== ページ ==
------------------------------------------------

総じて「批評なんて難解で複雑でどうにも食えないね」と私は感じている。それは、「そもそも批評とは何をすることなのか」「よく名前を聞くあの人たちは、何をそんなに言い争っているのか」の基礎がなっていないせいだろう。それを克服すべく、たまには文芸雑誌など開いてみる。しかし批評自体は、そういう初心者向けの平易な説明などなかなかしてくれない。そんな中で、『早稲田文学』2001年1月号で読んだ大杉重男「知の不良債権----批評閉塞の現状」は、もともと講演用の草稿だったせいもあろうが、批評全般の大ざっぱながら分かりやすい見取り図となっていた。まさにこれ自体が幕の内弁当、ありがたく頂戴すべし。

さて大杉重男は、いきなり「どうせ俺なんか話が下手だよ。批評家失格さ」というボヤキから始める。

<なぜなら批評家とは現代において何より現前的な存在であり、シンポジウムや対談のような他者との対話がなされる一回的な現場において知性の劇を演じる役者であることを期待されているように見えるからです。この意味では私はシンポジウムなどで観客を喜ばせるパフォーマンスはできそうにない。いずれにしろ私は[中年男C][青年男D]のような売れる批評家ではないので、幸いそのような機会に呼ばれることもありません。>

まあそう言うなって、人生誰だってうまくいかないこともあるんだから、と肩のひとつも叩いてやりたくなる。批評が友達を作るやり方としては、なかなか効果的なのではあるまいか。

そのうえで、批評の定義および80年代から現在にいたる批評の推移と現状を、面白いことに、貨幣経済そして今やすっかりおなじみの日本経済の窮状になぞらえて概説していく。

------------------------------------------------

== 収集データ ==
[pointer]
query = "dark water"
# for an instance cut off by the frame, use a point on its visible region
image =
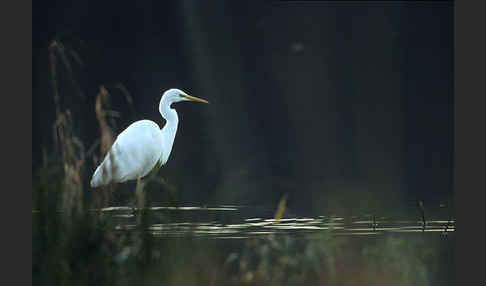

------------------------------------------------

== 必須作業 1 ==
ページにある「総じて「批評なんて」で始まる段落を、主な事実を残して短く書き直す。
== 必須作業 2 ==
ページのうち「まあそう言うなって、人生誰だ」から始まり「状になぞらえて概説していく。」で終わる部分を、そのまま書き写してください。

== 出力全文 1 ==
筆者は批評を難解で複雑だと感じている。その原因は、批評が何をするものか、よく名前を聞く論者たちが何を言い争っているのかという基礎が分かっていないことにあると考えている。文芸雑誌を開いてみても、批評は初心者向けの平易な説明をなかなかしてくれない。そうした中で、『早稲田文学』2001年1月号の大杉重男「知の不良債権----批評閉塞の現状」は、講演用の草稿だったこともあってか、批評全般の大ざっぱながら分かりやすい見取り図になっていた。

== 出力全文 2 ==
まあそう言うなって、人生誰だってうまくいかないこともあるんだから、と肩のひとつも叩いてやりたくなる。批評が友達を作るやり方としては、なかなか効果的なのではあるまいか。

そのうえで、批評の定義および80年代から現在にいたる批評の推移と現状を、面白いことに、貨幣経済そして今やすっかりおなじみの日本経済の窮状になぞらえて概説していく。